§ What to produce
Copy all of the material exactly. Pictures are not to appear in the copy.

[Begin]

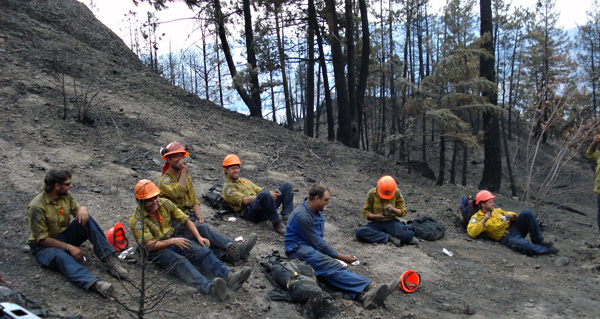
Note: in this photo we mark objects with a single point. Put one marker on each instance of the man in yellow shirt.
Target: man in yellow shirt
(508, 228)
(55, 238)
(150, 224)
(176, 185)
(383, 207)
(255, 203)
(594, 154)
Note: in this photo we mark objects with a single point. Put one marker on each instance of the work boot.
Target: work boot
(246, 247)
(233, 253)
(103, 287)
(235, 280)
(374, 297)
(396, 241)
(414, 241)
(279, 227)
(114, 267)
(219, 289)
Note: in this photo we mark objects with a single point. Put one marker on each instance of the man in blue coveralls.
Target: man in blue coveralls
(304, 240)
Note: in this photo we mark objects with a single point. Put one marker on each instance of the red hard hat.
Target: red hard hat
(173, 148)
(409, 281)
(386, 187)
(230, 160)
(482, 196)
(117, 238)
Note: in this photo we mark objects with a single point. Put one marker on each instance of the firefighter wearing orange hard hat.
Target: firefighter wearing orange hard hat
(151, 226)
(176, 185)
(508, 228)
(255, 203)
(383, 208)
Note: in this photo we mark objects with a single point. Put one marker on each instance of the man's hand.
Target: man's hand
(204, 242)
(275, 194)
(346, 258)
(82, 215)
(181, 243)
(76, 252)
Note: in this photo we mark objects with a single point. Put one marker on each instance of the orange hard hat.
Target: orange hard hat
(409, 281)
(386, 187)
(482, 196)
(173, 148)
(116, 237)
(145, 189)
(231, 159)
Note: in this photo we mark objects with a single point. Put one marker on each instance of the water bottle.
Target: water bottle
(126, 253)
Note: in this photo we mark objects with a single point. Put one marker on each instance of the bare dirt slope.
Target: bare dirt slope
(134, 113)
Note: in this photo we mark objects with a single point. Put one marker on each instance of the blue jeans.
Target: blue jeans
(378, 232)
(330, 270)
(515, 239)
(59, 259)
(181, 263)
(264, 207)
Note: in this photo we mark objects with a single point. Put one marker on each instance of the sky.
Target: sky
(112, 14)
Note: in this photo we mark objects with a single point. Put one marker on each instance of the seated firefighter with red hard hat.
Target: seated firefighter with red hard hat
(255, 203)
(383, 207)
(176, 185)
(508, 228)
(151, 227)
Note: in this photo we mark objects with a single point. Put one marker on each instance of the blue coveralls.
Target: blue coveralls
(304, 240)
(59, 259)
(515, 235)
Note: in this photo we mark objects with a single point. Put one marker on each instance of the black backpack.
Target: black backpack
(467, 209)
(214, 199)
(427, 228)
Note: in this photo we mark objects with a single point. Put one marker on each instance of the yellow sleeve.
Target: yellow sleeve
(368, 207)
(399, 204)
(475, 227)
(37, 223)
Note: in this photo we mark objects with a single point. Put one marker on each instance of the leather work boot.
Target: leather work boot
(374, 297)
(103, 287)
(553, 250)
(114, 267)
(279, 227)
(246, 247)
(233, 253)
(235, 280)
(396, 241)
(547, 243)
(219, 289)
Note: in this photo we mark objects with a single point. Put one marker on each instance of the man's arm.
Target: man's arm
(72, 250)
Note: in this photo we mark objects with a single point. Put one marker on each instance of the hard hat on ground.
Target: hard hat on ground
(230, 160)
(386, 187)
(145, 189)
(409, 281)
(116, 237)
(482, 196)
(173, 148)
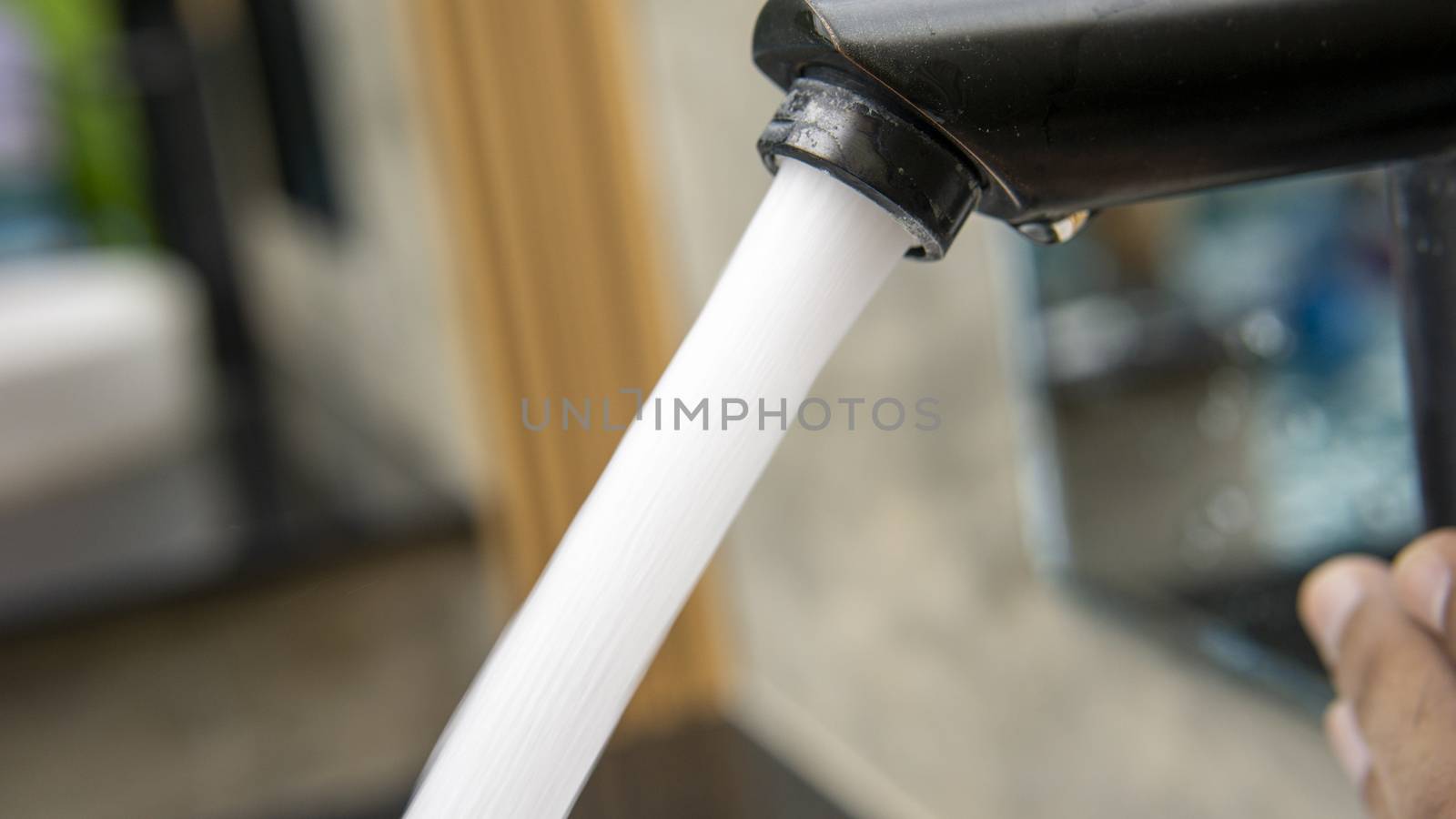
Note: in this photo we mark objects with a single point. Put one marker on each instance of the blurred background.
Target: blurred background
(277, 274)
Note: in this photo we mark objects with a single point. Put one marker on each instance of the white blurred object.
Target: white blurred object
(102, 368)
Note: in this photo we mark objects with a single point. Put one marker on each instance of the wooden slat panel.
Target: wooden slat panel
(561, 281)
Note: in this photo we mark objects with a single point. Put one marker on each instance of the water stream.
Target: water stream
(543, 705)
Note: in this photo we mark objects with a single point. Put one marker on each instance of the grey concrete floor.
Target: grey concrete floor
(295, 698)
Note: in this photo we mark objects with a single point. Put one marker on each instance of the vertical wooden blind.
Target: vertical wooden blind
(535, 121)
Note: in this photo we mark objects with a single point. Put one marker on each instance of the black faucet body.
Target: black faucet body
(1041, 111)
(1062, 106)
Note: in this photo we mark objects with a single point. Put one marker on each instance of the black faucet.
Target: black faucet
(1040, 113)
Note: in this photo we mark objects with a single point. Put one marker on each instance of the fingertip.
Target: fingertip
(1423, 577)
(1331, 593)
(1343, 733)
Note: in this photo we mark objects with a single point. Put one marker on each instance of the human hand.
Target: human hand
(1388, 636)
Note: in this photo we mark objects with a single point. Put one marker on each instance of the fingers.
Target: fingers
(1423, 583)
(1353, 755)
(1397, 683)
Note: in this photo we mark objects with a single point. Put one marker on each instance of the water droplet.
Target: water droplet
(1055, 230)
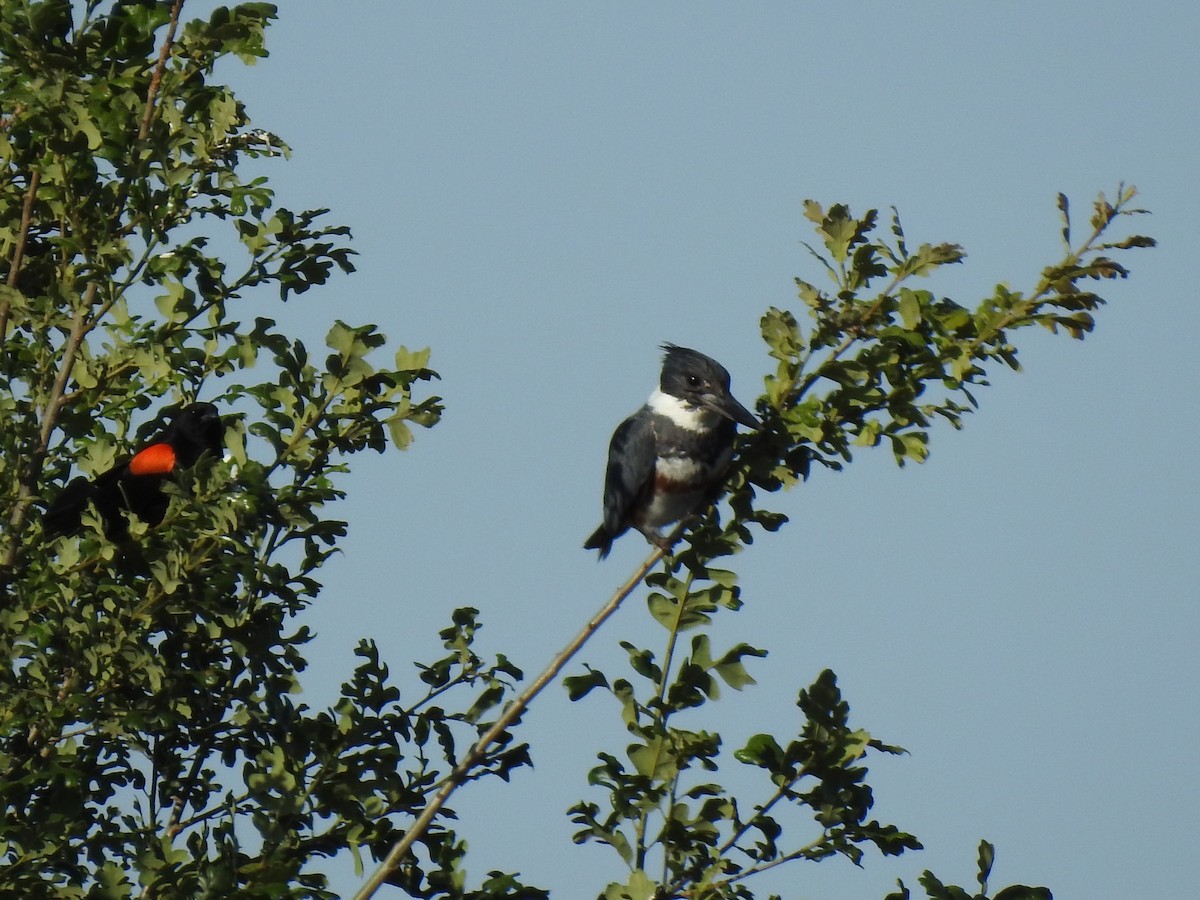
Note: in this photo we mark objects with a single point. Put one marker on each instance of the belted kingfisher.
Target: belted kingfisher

[End]

§ Response below
Note: in this photo we mark objects with a single point. Put one marker on each instance of the man in yellow shirt.
Target: man in yellow shirt
(508, 228)
(55, 238)
(150, 224)
(176, 185)
(383, 207)
(255, 203)
(594, 154)
Note: in this photo we mark objects with a single point. Put one marker on each instance of the work boot.
Target: work boot
(246, 247)
(233, 253)
(103, 287)
(235, 280)
(374, 297)
(396, 241)
(414, 241)
(279, 227)
(114, 267)
(219, 289)
Note: in this photo we mark objects with a single point. Put one marker on each instance of the man in blue coveralls.
Target: man in blue coveralls
(304, 240)
Note: in this photo we mark objects with a single point. Put one marker on each instance of the red hard hat.
Target: red hard hat
(173, 148)
(409, 281)
(386, 187)
(230, 160)
(482, 196)
(117, 238)
Note: in this photo we mark objects with a single point. Put one marker on each instance of the firefighter wearing orange hard hat.
Target: firefighter wearing orange hard hat
(151, 226)
(176, 185)
(508, 228)
(255, 203)
(383, 208)
Note: in this photo we mark objects with a single point. Put one marker on each instance of the man's hand.
Target: man's hand
(204, 242)
(275, 194)
(346, 258)
(82, 215)
(181, 243)
(76, 252)
Note: in this photo we mark objects with a single point. Put one marker on each instance of the orange hard hat.
Target: orange hard hat
(409, 281)
(386, 187)
(482, 196)
(173, 148)
(116, 237)
(145, 189)
(231, 159)
Note: in this photo we mark objects with a single point. Put one marker on each instance of the water bottle.
Target: water bottle
(126, 253)
Note: in this photo we mark objects with a single point. Put one marker on each instance of the bare dirt slope.
Target: bare dirt slope
(134, 113)
Note: in this photo we mark objects with a single point. Put one marker on each instance of the blue jeans.
Target: blue jeans
(378, 232)
(330, 270)
(515, 239)
(59, 259)
(181, 263)
(264, 207)
Note: in this photo we mark objects with a single point. Put one marker on each instance of the sky.
Target: sky
(112, 14)
Note: in this photo we mark objects with a single point. Put one marker on each instance of the seated firefighter with red hard hat.
Target: seated firefighter with red hard hat
(255, 203)
(383, 207)
(176, 185)
(508, 228)
(151, 227)
Note: in this photo we mark objects with a single point. Put one marker on each instance of the blue coveralls.
Target: blue coveralls
(304, 240)
(59, 259)
(515, 235)
Note: in this photo we mark objects with a single point. Put one marker on each instance of the black backpack.
Target: black backpack
(467, 209)
(214, 199)
(427, 228)
Note: in this photo we mark objects with a single point. Put one marker on each instance of the yellow sleeve.
Target: yellow sleeve
(368, 207)
(399, 204)
(475, 227)
(37, 223)
Note: in this photo we mark objects with a single point. Put one marker on each instance of the leather work boot.
Target: leather work boot
(374, 297)
(103, 287)
(553, 250)
(114, 267)
(279, 227)
(246, 247)
(233, 253)
(235, 280)
(396, 241)
(547, 243)
(219, 289)
Note: in this photo we mark objects with a single point. Put one marker on each instance of the man's arm.
Target: man's arm
(72, 250)
Note: in this photo we mark objects with a single point. Put one marker on each instance of the hard hat on ground.
Target: hard hat on ground
(230, 160)
(386, 187)
(145, 189)
(409, 281)
(116, 237)
(482, 196)
(173, 148)
Note: in this photo we mark objects with a single point. Put one marker on each instance of the blurred background.
Target: blurred background
(277, 274)
Note: in this photo we mark objects with a single point. Put one marker on each instance of the white blurred object.
Target: white blurred object
(102, 368)
Note: in this photo we mark objects with a single point. Put one marker on each instance of the wooden slat panel.
Target: wooden slat panel
(561, 281)
Note: in this photo we mark objects with a single point. Put one marker on each instance of the water stream.
Target: water stream
(543, 705)
Note: in this photo we mark objects with a single point. Put one marker on each instance of the grey concrete floor.
Target: grey concrete floor
(295, 698)
Note: in this photo we mark objects with a single point. Put one marker on each instance of the vertical wooden blind.
Target: vertical wooden blind
(535, 121)
Note: in this photo we mark objects with a single point. Put one marker on each instance of the black faucet body.
Target: black faucet body
(1041, 111)
(1062, 106)
Note: in this photo we mark objects with a single point. Put one marker on each instance of the black faucet.
Target: black faucet
(1040, 113)
Note: in this photo we mark objects with a single point. Put one marker on each instance of the fingertip.
Target: fingertip
(1423, 577)
(1331, 593)
(1343, 733)
Note: in this photo we mark objects with a single point. Put one marker on each instance of the human hand.
Target: human hand
(1388, 636)
Note: in this photo we mark objects with a single point. Put one marker on each instance of the fingers.
Target: fingers
(1423, 583)
(1353, 755)
(1397, 683)
Note: in this photo we mark objects with a single point. Put one marker on each instance of the water droplet.
Target: water droplet
(1055, 230)
Note: in this photo we mark objects with a single point. Put one marker on each instance of the belted kingfisher.
Target: belted kingfisher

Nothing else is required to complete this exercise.